◆ What is being asked:
Turn every line of the entries below into a numbered list, leaving out blank lines. Leave the pictures out of the answer.

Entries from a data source
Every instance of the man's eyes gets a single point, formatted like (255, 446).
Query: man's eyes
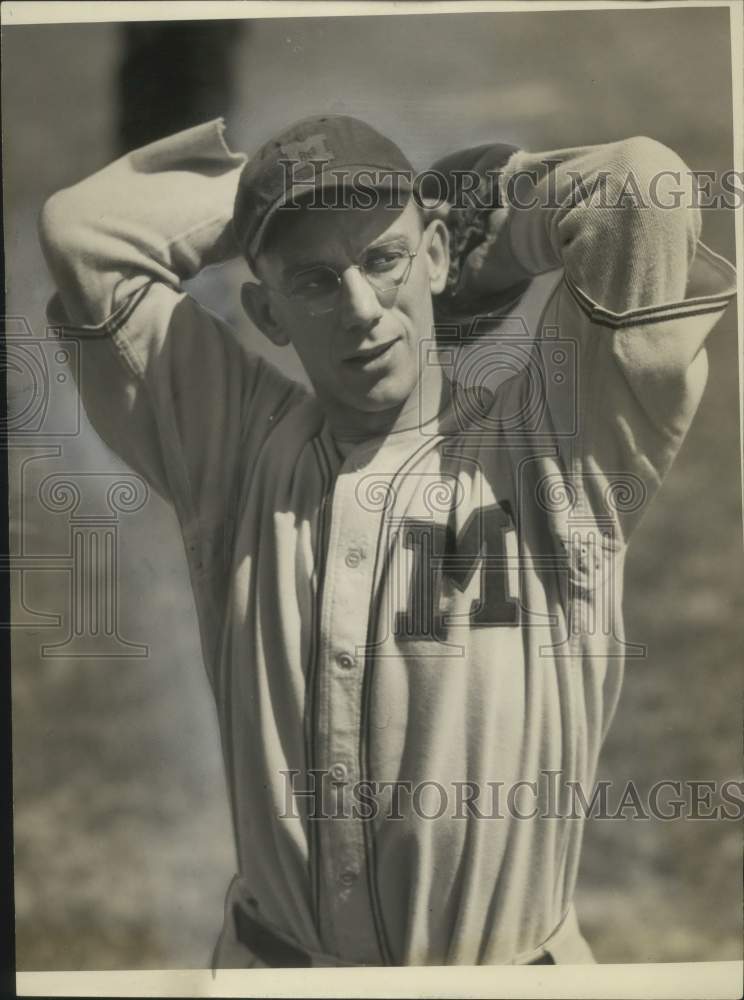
(382, 259)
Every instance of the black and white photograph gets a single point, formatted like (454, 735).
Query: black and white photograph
(373, 437)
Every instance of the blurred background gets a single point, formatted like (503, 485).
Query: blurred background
(122, 835)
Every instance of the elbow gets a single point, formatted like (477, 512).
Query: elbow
(58, 228)
(657, 181)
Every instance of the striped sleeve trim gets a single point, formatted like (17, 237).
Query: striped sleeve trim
(111, 325)
(700, 306)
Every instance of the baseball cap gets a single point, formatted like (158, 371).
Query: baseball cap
(328, 151)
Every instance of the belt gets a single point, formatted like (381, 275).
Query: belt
(277, 953)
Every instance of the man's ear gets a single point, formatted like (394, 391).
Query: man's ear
(257, 305)
(438, 255)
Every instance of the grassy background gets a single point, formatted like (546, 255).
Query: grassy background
(123, 845)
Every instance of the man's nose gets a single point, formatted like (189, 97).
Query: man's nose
(360, 306)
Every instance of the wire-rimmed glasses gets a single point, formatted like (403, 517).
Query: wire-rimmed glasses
(318, 288)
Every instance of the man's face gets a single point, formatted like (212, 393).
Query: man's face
(363, 356)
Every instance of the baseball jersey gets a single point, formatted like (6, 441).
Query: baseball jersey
(415, 644)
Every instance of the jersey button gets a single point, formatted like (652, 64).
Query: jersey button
(353, 558)
(348, 876)
(339, 772)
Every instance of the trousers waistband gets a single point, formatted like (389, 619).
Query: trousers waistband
(260, 944)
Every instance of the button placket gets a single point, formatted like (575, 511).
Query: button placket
(347, 922)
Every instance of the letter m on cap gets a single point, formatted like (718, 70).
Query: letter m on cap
(312, 148)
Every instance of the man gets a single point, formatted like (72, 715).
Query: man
(408, 584)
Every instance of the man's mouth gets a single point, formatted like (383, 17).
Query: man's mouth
(364, 359)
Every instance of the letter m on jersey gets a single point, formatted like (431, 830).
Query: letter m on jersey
(444, 564)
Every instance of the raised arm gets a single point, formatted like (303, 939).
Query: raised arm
(164, 382)
(639, 295)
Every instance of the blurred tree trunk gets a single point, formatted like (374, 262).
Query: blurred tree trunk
(173, 74)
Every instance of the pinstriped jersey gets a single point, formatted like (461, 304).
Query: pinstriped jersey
(415, 644)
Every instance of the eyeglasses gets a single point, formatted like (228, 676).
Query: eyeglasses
(318, 288)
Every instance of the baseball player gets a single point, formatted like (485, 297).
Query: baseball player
(408, 582)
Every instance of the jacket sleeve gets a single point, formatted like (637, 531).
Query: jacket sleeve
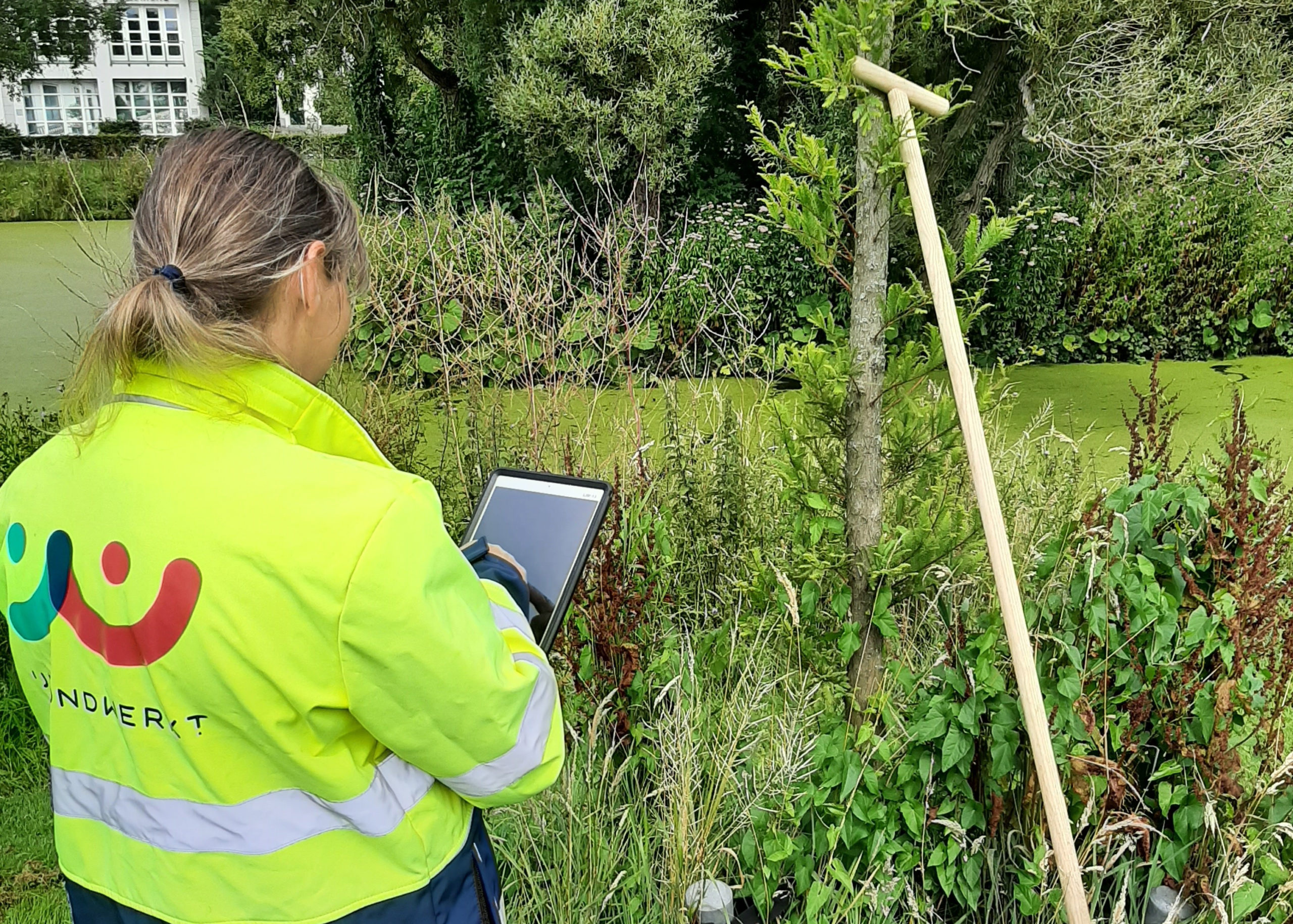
(441, 667)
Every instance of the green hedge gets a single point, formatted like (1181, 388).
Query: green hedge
(101, 176)
(100, 147)
(1199, 270)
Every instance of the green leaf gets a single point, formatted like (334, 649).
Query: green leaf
(809, 596)
(1070, 685)
(956, 746)
(1246, 901)
(849, 641)
(934, 725)
(912, 818)
(452, 316)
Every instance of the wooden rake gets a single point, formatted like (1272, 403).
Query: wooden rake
(902, 96)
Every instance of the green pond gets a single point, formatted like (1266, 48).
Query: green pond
(55, 276)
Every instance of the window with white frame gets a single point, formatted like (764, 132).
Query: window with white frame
(148, 34)
(160, 107)
(61, 107)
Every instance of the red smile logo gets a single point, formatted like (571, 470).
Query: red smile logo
(146, 641)
(122, 646)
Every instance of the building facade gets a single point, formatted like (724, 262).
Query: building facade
(149, 72)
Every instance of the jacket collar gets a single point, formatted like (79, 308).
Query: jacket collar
(263, 395)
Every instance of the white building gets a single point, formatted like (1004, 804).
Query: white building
(151, 72)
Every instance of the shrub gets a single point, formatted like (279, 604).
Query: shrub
(1195, 271)
(481, 294)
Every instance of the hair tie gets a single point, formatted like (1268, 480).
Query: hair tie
(172, 275)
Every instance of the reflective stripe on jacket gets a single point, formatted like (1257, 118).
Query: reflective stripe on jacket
(272, 685)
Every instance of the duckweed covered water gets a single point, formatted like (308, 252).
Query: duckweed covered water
(55, 276)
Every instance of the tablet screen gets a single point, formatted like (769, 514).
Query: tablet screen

◆ Completed task:
1. Every instance of the man's eyes gets a single point, formatted like (255, 446).
2. Query: man's eyes
3. (382, 259)
4. Every instance of the black and white photograph gets a single point, formatted like (454, 735).
5. Query: black and white photograph
6. (373, 437)
7. Every instance of the blurred background gets a single point, formatted like (503, 485).
8. Query: blurred background
9. (122, 835)
10. Every instance of the elbow gets a single point, formatted like (477, 512).
11. Query: elbow
12. (58, 228)
13. (657, 181)
14. Every instance of the striped sleeve trim gets a single point, formatted like (17, 237).
15. Query: striped sleeve trim
16. (111, 325)
17. (700, 306)
18. Every instance of the baseball cap gets a single point, formatted like (158, 371).
19. Query: baseball cap
20. (328, 151)
21. Every instance of the belt gets a single point, formatted like (381, 275).
22. Query: belt
23. (277, 953)
24. Every instance of the man's ear gets a single point, formatted like (394, 391).
25. Query: man's ear
26. (257, 305)
27. (438, 255)
28. Every instance of the grassy background gets a single point, formatted like (546, 255).
29. Query: grassy background
30. (123, 845)
31. Every instance of the man's nose gets a single point, formatted like (189, 97).
32. Query: man's nose
33. (360, 306)
34. Every instance of the wire-rimmed glasses gets a single point, formatted like (403, 517).
35. Query: wire-rimmed glasses
36. (318, 288)
37. Every instance of the man's face gets a single point, formatted like (212, 393).
38. Query: man's face
39. (363, 356)
40. Every instance of the baseball jersey gets a single point, formatted like (6, 441).
41. Query: baseball jersey
42. (415, 644)
43. Every instance of the jersey button gets a single point, formatted like (652, 64).
44. Query: jersey button
45. (353, 558)
46. (348, 876)
47. (339, 772)
48. Every instance of the trousers waistband gets a single point, formatted like (389, 619).
49. Query: trousers waistband
50. (260, 944)
51. Every instance of the button placket gets a single point, formatted like (575, 511).
52. Query: button placket
53. (347, 922)
54. Every instance of the letter m on cap gets a single point, formatted like (718, 70).
55. Query: letter m on cap
56. (312, 148)
57. Every instance of the man gets a single point, formatted like (72, 715).
58. Query: man
59. (408, 584)
60. Every instance of the man's mouth gets a single point, formatted like (383, 17).
61. Query: man's mouth
62. (364, 359)
63. Every instance of the letter m on jersey gets a single point, formatted like (431, 830).
64. Query: letter m on jersey
65. (444, 564)
66. Every instance of the raised arm gets a single point, formatted like (303, 939).
67. Query: raised arm
68. (164, 382)
69. (639, 295)
70. Every instance of the blurred tree trunk gets a single point, formatted like (374, 262).
71. Query: blurred tree trunk
72. (173, 74)
73. Every instance of the pinstriped jersey gets a single point, formatted like (461, 304).
74. Query: pinstriped jersey
75. (415, 644)
76. Every instance of the eyeglasses gets a single point, formatted like (228, 676).
77. Query: eyeglasses
78. (318, 288)
79. Every instance of the baseball player gets a single point, formatted like (485, 297).
80. Query: baseball player
81. (408, 582)
82. Every instance of the jacket sleeve gets a single point, formatted like (637, 531).
83. Query: jacket sleeve
84. (441, 667)
85. Every instance of the green hedge gets a single point, formatted like (1181, 388).
86. Query: green hedge
87. (101, 176)
88. (100, 147)
89. (1199, 270)
90. Every instance of the green leaf gets a single point, formatted like (334, 649).
91. Query: green leaf
92. (809, 596)
93. (1070, 685)
94. (956, 746)
95. (1246, 901)
96. (849, 641)
97. (934, 725)
98. (912, 818)
99. (452, 316)
100. Every instance of the wooden rake gets a single point, formatted like (1272, 403).
101. Query: wooden rake
102. (902, 96)
103. Every instance of the green pond gets a single point, formatted like (1266, 48).
104. Query: green pond
105. (55, 276)
106. Every instance of the window with white frame gets a single point, formatted like (764, 132).
107. Query: window with white frame
108. (148, 34)
109. (160, 107)
110. (61, 107)
111. Every instance of the red smile logo gets a single point, formatted like (571, 470).
112. Query: red smile logo
113. (146, 641)
114. (122, 646)
115. Every instance of the building facade gets a single point, formatted like (724, 262).
116. Query: building facade
117. (149, 72)
118. Every instance of the jacket collar gets a single point, formatted like (79, 308).
119. Query: jacket collar
120. (263, 395)
121. Every instance of the white building gets a single point, formatted like (1004, 804).
122. Query: white building
123. (151, 72)
124. Every instance of the shrub gets a single point, formatted like (279, 604).
125. Query: shrub
126. (1195, 271)
127. (481, 294)
128. Every instance of the hair tie gets a single point, formatted like (1268, 480).
129. Query: hair tie
130. (172, 275)
131. Every instance of the reflective stripe on jacket gets a single point, formatted like (1257, 118).
132. Query: reflective stripe on jacket
133. (272, 685)
134. Every instance of the duckweed covered water gets a single point, formatted like (308, 252).
135. Query: duckweed covered water
136. (55, 276)
137. Every instance of the tablet screen gets a single point, formatted like (769, 514).
138. Query: tablet screen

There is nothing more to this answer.